● Exercise description: Lay out as a numbered list the lines below from the one containing "Trace the outline of every instance of the crescent" through the end of the items, including both ends and leaving out blank lines.

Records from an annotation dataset
- - - - -

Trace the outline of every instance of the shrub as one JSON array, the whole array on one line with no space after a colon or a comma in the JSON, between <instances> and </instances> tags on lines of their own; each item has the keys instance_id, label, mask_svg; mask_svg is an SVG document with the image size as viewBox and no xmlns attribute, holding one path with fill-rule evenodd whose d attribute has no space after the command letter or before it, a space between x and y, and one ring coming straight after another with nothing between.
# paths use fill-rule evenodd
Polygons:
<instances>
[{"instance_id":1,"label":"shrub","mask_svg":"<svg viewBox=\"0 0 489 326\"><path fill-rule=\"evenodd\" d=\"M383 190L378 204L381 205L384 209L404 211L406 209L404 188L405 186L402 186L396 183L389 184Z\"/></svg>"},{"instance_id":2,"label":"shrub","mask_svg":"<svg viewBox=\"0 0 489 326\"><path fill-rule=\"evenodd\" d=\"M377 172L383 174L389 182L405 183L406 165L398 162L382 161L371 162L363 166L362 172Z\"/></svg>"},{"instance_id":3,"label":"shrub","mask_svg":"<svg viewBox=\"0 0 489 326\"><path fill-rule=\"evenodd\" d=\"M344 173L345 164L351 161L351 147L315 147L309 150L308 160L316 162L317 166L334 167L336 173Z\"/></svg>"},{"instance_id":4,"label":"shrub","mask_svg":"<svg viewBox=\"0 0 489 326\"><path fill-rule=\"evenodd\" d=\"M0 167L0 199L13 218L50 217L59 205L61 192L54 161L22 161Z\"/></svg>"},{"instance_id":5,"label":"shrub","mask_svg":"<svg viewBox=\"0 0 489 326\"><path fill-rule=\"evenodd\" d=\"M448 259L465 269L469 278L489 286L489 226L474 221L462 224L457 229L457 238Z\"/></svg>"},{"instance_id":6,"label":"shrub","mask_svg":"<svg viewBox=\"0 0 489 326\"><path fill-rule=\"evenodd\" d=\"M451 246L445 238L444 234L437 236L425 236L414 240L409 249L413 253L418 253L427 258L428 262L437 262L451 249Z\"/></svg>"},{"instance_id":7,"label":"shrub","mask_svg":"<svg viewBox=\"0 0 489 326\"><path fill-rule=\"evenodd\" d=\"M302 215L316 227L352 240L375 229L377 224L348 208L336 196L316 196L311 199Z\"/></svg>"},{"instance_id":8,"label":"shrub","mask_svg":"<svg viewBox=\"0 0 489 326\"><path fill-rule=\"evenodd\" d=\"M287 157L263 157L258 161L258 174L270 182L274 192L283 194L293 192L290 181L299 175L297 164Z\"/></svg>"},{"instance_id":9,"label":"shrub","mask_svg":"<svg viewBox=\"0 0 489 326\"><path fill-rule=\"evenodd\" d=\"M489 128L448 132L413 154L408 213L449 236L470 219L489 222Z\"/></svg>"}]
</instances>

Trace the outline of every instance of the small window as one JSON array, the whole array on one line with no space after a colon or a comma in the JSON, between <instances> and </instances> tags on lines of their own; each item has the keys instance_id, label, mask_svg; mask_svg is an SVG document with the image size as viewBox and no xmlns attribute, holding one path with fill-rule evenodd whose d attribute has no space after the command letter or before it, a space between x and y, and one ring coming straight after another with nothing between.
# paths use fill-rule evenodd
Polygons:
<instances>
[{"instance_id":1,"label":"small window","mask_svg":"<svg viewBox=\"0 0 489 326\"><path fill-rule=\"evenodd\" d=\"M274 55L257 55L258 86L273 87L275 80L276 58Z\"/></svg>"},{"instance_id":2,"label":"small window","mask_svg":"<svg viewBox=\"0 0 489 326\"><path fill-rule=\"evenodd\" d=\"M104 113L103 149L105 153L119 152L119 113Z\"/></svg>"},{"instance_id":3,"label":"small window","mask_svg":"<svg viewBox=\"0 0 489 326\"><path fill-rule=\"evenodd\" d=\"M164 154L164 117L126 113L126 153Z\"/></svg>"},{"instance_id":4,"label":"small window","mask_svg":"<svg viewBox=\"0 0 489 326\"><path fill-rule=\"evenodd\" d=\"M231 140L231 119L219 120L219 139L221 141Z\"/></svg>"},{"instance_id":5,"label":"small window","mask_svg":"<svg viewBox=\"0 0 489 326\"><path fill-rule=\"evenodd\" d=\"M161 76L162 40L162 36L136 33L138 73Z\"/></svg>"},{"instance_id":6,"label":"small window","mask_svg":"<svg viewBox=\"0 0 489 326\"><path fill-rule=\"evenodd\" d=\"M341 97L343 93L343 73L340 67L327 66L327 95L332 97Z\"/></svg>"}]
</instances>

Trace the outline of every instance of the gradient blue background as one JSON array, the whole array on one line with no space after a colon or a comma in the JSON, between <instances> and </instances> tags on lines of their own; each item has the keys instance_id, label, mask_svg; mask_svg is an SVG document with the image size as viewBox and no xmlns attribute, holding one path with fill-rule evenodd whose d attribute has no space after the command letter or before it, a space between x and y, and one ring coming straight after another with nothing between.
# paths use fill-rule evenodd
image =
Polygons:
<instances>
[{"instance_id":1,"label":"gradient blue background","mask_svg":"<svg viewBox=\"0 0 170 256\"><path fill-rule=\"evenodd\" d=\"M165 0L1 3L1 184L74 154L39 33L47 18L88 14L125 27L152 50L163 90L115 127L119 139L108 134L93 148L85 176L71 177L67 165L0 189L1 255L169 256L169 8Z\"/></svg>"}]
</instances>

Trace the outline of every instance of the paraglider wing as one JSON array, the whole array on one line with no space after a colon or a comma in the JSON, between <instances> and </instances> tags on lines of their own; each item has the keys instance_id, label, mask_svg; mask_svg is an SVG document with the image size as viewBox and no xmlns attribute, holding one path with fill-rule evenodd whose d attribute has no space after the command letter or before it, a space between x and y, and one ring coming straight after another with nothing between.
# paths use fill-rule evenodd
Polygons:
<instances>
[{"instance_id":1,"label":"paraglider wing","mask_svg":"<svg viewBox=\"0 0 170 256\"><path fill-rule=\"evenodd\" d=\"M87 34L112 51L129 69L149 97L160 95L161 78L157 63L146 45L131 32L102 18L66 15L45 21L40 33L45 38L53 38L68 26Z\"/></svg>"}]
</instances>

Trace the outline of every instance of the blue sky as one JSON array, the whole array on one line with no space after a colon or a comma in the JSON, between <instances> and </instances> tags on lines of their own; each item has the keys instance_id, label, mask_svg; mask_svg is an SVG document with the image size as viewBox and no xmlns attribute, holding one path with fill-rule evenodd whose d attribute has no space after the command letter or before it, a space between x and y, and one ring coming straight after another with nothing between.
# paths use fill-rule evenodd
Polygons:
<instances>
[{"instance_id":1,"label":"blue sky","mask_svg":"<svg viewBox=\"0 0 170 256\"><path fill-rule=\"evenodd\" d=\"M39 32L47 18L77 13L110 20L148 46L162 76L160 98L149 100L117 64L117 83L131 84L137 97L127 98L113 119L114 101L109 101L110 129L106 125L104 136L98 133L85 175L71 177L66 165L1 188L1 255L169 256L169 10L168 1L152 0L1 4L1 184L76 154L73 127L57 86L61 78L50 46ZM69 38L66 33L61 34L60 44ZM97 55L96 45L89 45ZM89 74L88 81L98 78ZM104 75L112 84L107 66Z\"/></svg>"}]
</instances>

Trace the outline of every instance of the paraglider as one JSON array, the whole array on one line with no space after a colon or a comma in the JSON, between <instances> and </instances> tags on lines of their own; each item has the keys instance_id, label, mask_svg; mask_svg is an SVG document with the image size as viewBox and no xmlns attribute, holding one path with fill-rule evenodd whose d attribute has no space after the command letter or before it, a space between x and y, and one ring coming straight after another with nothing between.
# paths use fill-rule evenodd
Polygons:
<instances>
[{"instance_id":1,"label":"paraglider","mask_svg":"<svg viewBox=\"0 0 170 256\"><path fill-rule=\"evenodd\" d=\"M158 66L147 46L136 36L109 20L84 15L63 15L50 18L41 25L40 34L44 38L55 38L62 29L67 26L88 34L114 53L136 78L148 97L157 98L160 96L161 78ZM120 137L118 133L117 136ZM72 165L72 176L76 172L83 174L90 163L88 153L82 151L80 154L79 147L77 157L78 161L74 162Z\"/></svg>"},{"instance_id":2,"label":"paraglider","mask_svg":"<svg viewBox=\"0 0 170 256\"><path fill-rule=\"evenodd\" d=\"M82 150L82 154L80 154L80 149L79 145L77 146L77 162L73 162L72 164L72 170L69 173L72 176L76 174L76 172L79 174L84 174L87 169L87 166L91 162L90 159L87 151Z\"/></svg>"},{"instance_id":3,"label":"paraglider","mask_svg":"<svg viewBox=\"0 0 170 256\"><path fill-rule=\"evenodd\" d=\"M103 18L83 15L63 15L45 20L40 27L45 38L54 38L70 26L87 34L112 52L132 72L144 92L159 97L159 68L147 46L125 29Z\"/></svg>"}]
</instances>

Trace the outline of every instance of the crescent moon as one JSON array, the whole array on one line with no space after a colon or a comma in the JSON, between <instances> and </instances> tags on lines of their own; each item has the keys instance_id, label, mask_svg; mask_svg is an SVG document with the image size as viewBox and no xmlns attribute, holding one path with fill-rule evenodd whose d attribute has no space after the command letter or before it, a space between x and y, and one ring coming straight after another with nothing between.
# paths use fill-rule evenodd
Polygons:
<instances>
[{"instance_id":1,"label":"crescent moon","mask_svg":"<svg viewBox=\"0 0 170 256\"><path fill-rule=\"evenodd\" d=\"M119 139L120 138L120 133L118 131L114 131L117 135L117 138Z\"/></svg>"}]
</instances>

- - - - -

● Correct answer:
1. Trace the outline of every instance of the crescent moon as one JSON array, the whole array on one line with no space after a colon or a comma in the JSON, between <instances> and </instances> tags on lines of their own; each item has the keys instance_id, label, mask_svg; mask_svg is an SVG document with the image size as viewBox and no xmlns attribute, holding one path with fill-rule evenodd whose d attribute has no space after the command letter or before it, a space between x and y, and one ring coming straight after another with nothing between.
2. # paths use fill-rule evenodd
3. Polygons:
4. <instances>
5. [{"instance_id":1,"label":"crescent moon","mask_svg":"<svg viewBox=\"0 0 170 256\"><path fill-rule=\"evenodd\" d=\"M119 139L120 138L120 133L118 131L114 131L117 135L117 138Z\"/></svg>"}]
6. </instances>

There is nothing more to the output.